__Aim of the exercise__:
List the considerations that the excerpt below on healthcare data warehousing gives for defining high-value data sources.

Segment Start: Excerpt

When defining high-value data sources, consider the following:
- The volume and breadth of data. Simply put, when there is a lot of data, there is usually value, analytically.
- What are the pressing issues in your organization or patient population? Start where there is a hot item of analysis or vexing issue where there is strong leadership around solving the issue. By addressing these high profile questions, first, you will attract the attention of other opportunities for analytic use cases .
- Analytic needs and strategy for the patient population in Province.
Q: What would the warehouse look like, and where would business rules be applied?
A: Business rules in a data warehouse can be applied in one of six “binding points” in the flow of data, from the source system (Binding Point 1) to the visualization layer (Binding Point 6). The fundamental healthcare value equation is quality divided by the cost of production. Clinical effectiveness analytics — which is the attempt to measure the clinical quality and effectiveness and adherence to best practices — is becoming a greater focus of the healthcare analytics community across North America, so this is something to take into account when designing the warehouse. The rules around quality are changing all the time, so you want to bind to those rules very late in the flow of data in the EDW. The rules around cost are not quite as volatile, even though the data quality is terrible in the US. But you can bind to cost rules earlier in the architecture. In Canada, I suspect you would need to build the infrastructure around the numerator (quality), first, but then build the data content to support the cost of production over the upcoming years. In the US, the cost of care is an increasing concern.

Segment End: Excerpt
Segment Start: Given entries

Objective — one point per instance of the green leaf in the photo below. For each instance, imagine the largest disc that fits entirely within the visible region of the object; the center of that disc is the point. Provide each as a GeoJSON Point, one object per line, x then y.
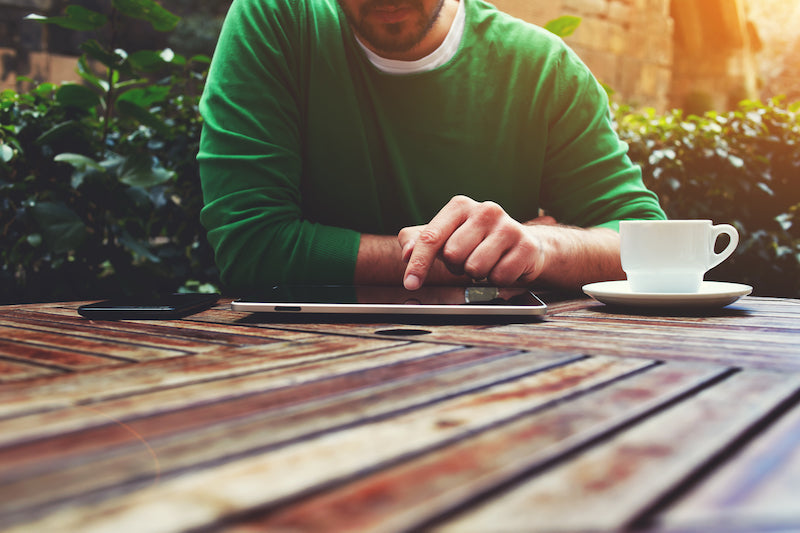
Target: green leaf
{"type": "Point", "coordinates": [147, 60]}
{"type": "Point", "coordinates": [81, 162]}
{"type": "Point", "coordinates": [74, 95]}
{"type": "Point", "coordinates": [137, 247]}
{"type": "Point", "coordinates": [84, 166]}
{"type": "Point", "coordinates": [62, 229]}
{"type": "Point", "coordinates": [132, 110]}
{"type": "Point", "coordinates": [563, 26]}
{"type": "Point", "coordinates": [75, 18]}
{"type": "Point", "coordinates": [157, 16]}
{"type": "Point", "coordinates": [59, 131]}
{"type": "Point", "coordinates": [143, 171]}
{"type": "Point", "coordinates": [6, 153]}
{"type": "Point", "coordinates": [86, 72]}
{"type": "Point", "coordinates": [145, 96]}
{"type": "Point", "coordinates": [94, 50]}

Segment End: Given entries

__Written solution__:
There are three considerations: the volume and breadth of data, the pressing issues in the organization or patient population, and the analytic needs and strategy for the patient population in Province.